--- DATASET RECORDS ---
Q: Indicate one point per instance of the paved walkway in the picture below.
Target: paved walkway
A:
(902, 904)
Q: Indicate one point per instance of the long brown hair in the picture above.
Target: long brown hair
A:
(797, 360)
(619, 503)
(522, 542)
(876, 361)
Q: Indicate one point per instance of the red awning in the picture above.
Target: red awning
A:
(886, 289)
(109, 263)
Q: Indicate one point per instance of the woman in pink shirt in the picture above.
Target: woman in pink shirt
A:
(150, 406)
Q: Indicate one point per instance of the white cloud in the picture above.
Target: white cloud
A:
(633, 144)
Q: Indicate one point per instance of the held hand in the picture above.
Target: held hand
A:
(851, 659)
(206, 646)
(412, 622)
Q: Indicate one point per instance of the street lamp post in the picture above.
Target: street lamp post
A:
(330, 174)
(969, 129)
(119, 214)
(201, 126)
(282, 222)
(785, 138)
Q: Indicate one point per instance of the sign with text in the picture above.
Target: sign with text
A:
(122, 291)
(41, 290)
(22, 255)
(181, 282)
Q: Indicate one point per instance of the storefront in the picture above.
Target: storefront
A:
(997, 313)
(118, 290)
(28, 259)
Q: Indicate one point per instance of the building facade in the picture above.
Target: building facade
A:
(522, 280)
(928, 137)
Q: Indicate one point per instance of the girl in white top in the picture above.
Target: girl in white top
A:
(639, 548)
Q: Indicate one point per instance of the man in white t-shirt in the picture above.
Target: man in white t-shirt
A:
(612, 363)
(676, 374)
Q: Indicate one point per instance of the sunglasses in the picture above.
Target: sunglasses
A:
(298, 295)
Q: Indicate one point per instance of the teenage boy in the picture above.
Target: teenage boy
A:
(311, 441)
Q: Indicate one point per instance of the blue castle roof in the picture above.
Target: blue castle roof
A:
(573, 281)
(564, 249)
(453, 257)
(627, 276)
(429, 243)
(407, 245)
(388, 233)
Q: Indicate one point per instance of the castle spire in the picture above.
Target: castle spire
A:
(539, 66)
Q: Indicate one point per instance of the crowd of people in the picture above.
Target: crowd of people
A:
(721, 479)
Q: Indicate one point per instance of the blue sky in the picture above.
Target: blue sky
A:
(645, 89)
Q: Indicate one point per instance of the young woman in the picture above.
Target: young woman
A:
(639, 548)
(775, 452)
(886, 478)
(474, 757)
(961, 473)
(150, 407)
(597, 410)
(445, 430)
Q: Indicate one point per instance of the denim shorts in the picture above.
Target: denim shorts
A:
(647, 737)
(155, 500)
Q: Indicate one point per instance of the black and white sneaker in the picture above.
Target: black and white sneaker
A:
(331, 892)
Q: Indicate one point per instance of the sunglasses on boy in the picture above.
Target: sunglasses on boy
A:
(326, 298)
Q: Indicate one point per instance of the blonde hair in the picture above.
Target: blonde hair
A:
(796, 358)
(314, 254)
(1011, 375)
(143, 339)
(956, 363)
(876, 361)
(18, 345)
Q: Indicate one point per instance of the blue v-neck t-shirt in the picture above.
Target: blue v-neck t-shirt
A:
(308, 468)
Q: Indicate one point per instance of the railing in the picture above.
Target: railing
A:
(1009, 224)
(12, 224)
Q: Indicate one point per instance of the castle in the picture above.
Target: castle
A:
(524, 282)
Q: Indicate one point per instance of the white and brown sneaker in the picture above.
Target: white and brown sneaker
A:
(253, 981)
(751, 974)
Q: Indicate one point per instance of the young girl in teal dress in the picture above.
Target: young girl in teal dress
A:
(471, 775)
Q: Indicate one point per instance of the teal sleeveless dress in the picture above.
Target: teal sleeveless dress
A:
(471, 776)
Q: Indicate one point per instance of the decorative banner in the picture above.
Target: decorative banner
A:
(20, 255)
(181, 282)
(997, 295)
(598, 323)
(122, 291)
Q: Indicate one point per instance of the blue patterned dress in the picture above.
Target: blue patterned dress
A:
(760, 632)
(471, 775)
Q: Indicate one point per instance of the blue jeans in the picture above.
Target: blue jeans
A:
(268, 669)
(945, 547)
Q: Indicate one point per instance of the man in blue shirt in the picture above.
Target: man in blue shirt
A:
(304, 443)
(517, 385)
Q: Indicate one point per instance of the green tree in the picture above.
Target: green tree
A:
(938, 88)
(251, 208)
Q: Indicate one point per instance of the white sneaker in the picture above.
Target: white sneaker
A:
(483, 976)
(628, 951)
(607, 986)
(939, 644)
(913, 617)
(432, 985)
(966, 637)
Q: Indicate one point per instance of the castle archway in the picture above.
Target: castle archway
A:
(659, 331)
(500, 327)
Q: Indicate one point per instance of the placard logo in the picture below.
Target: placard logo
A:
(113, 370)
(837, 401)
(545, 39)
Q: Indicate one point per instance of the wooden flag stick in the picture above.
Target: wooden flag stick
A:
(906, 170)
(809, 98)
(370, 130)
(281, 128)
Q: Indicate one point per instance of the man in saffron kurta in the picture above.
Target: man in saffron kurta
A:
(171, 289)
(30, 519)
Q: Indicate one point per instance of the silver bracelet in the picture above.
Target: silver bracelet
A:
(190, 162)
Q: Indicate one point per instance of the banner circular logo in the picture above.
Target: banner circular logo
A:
---
> _EXERCISE PROMPT_: The records shown above are to be copied exactly, every one of them.

> _WRITTEN RESPONSE_:
Q: Indicate one point per instance of the paved walkway in the picture below.
Target: paved walkway
A:
(902, 904)
Q: Indicate one point per instance of the long brown hair in the picture above.
Target: long brown hair
A:
(797, 360)
(619, 503)
(522, 542)
(876, 361)
Q: Indicate one point per instance of the red awning in the picture above.
Target: red awning
A:
(886, 289)
(109, 263)
Q: Indicate one point per instance of the woman in pink shirt in the picture above.
Target: woman in pink shirt
A:
(150, 406)
Q: Indicate one point per instance of the white cloud in the picture above.
Target: white cloud
A:
(633, 144)
Q: Indicate one point per instance of the held hand in the picture above.
Target: held hand
A:
(851, 659)
(206, 646)
(412, 622)
Q: Indicate one point per instance of the street lamp post in the picture above.
Target: street lamp post
A:
(330, 174)
(969, 129)
(119, 214)
(201, 126)
(282, 222)
(785, 138)
Q: Indicate one point per instance of the sign with text in the picture above.
Target: sign with text
A:
(122, 291)
(41, 290)
(22, 255)
(181, 282)
Q: Indicate one point per instance of the storefront in the picture above.
Target: storefront
A:
(997, 313)
(118, 290)
(28, 259)
Q: Indicate one point per instance of the building facade in the picture above.
Target: building facade
A:
(522, 280)
(928, 137)
Q: Indicate one point per instance of the girl in white top in the picture above.
Target: girl in white top
A:
(639, 548)
Q: Indicate one point per instance of the man in white t-shirt in the picture above.
Target: man in white t-shirt
A:
(612, 363)
(676, 374)
Q: Indicate one point per instance of the sunglasses in the picture above.
Target: sunglasses
A:
(298, 295)
Q: Indicate one point per instance of the teenage boy in the picture above.
Target: teenage boy
A:
(311, 441)
Q: Indicate one point per instance of the blue castle roof in the picture above.
Target: blue castle roof
A:
(573, 281)
(564, 249)
(453, 257)
(627, 276)
(429, 243)
(407, 245)
(388, 233)
Q: Indicate one point per instance of the castle spire in the picture above.
Target: castle spire
A:
(539, 66)
Q: Indicate one point per instance of the crowd of people in the picture above.
Target: crowd of people
A:
(721, 479)
Q: Indicate one point per instance of the blue sky in the picture above.
Target: blue sky
A:
(645, 89)
Q: Indicate one point per instance of the young woman in the picture above.
Target: young woman
A:
(639, 548)
(775, 452)
(886, 478)
(474, 757)
(961, 473)
(150, 407)
(597, 410)
(445, 430)
Q: Indicate one point per instance of the denim shorts in the picture above.
Target: denim shorts
A:
(647, 737)
(155, 500)
Q: Indicate one point per instance of the black and white sneaker in the picture above.
Target: black and white sneaker
A:
(331, 892)
Q: Indicate one point per instance of the sunglasses on boy in the picture above.
Target: sunglasses on boy
A:
(326, 298)
Q: Indicate one point per instance of the blonde hair in the picture above.
Target: blonde hair
A:
(796, 358)
(314, 254)
(1011, 375)
(143, 339)
(956, 363)
(876, 361)
(18, 345)
Q: Indicate one point per instance of the blue v-neck t-shirt in the picture above.
Target: blue v-neck t-shirt
A:
(308, 468)
Q: Indicate one point per instance of the railing in the picture above.
Target: railing
A:
(1009, 224)
(12, 224)
Q: Indicate one point per instance of the castle in the picture above.
Target: castle
A:
(524, 282)
Q: Indicate one point per instance of the white and brown sneaker in the picture above.
Target: white and brown sneaker
A:
(253, 981)
(751, 974)
Q: Indicate one point per instance of the young girl in teal dress in the picture above.
Target: young girl in teal dress
A:
(471, 775)
Q: Indicate one point per instance of the teal sleeveless dress in the picture above.
Target: teal sleeveless dress
A:
(471, 776)
Q: Indicate one point per instance of the decorative banner in the picture above.
Target: decorative banner
A:
(20, 255)
(181, 282)
(997, 295)
(598, 323)
(122, 291)
Q: Indicate one point per instance of the blue patterned dress in the picture above.
Target: blue patterned dress
A:
(760, 632)
(471, 775)
Q: Indicate one point per instance of the blue jeans in the picture above.
Target: blue jeans
A:
(268, 669)
(945, 547)
Q: Indicate one point per instance of the man in blue shirt in the picture above.
Target: man in blue shirt
A:
(304, 443)
(517, 385)
Q: Indicate one point per instance of the green tree in the picture above.
Target: green tree
A:
(938, 88)
(251, 208)
Q: Indicate one point per instance of the white sneaker in the picture above.
Target: white sneaker
A:
(483, 976)
(628, 951)
(607, 986)
(939, 644)
(913, 617)
(432, 985)
(966, 637)
Q: Indicate one point per instance of the castle archway in the picture above.
Target: castle archway
A:
(659, 331)
(500, 327)
Q: Indicate one point per instance of the placard logo in the picture below.
Target: placard logo
A:
(113, 370)
(837, 401)
(545, 39)
Q: Indicate one point per instance of the wooden flag stick in the picture above.
Target: wooden flag stick
A:
(906, 170)
(809, 98)
(370, 130)
(281, 128)
Q: Indicate one point per instance of the man in saffron kurta in the picture above.
Target: man in saffron kurta
A:
(171, 289)
(30, 519)
Q: Indicate one point per instance of the silver bracelet in the picture above.
Target: silver bracelet
A:
(190, 162)
Q: Indicate one point per instance of the banner circular logo in the picture above.
Target: banner circular logo
A:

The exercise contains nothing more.